● **SELECTED EXCERPT**:
⁂

We have massively re-worked (and benchmarked) verify_integrity as part
of the HA work (including using a dummy sample of your large DAG
structure provided by Kevin) since the 1.10.4 version, and it is no
longer the bottleneck it once was. From memory this was mostly fixed
around 1.10.12 by improving the queries issued.
We have done performance benchmarks of 1000 concurrent dags with 1000
tasks each and verify_integrity barely showed up on the profile.
-ash
On Thu, Dec 16 2021 at 21:40:47 -0800, Ping Zhang <[email protected]>
wrote:
Hi Airflow community,
While reading the airflow latest main branch, I noticed that the dag
run creation including the ti creation in (verify_integrity) was
moved to the scheduling loop (in the _do_scheduling) from the
`DagFileProcessorManager` loop. I would like to learn more about the
context behind this.

⁂

● **EXTRACTED MATERIAL**:
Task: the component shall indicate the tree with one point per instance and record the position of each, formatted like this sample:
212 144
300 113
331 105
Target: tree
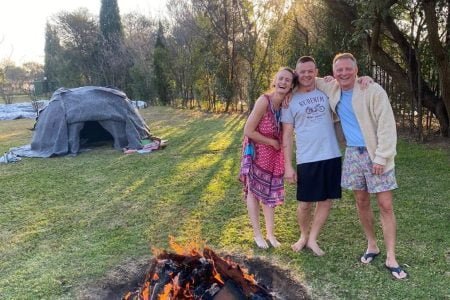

⁂

Continue the Airflow thread about verify_integrity and DAG run creation, starting after its last sentence.

● **RESPONSE FOR THIS EXERCISE**:
Since in your production (Airbnb), we have a metric to show that this
`verify_integrity` is very expensive for new dag runs, it can take
~47 seconds for our large dag (~20K tasks, we have a few dozen of
dags reaching this number) for a single dag run with aws
db.r5.16xlarge. Even though we have optimized it down to ~17 seconds
(We will open source this soon), it is still very expensive.
This will greatly hurt the scheduling performance and lower the
overall throughput for large clusters. Creating dag runs for all
dags_needing_dagruns in the scheduling loop can exacerbate the
scheduling delay even if NUM_DAGS_PER_DAGRUN_QUERY is configurable.
I would like to chat more about this.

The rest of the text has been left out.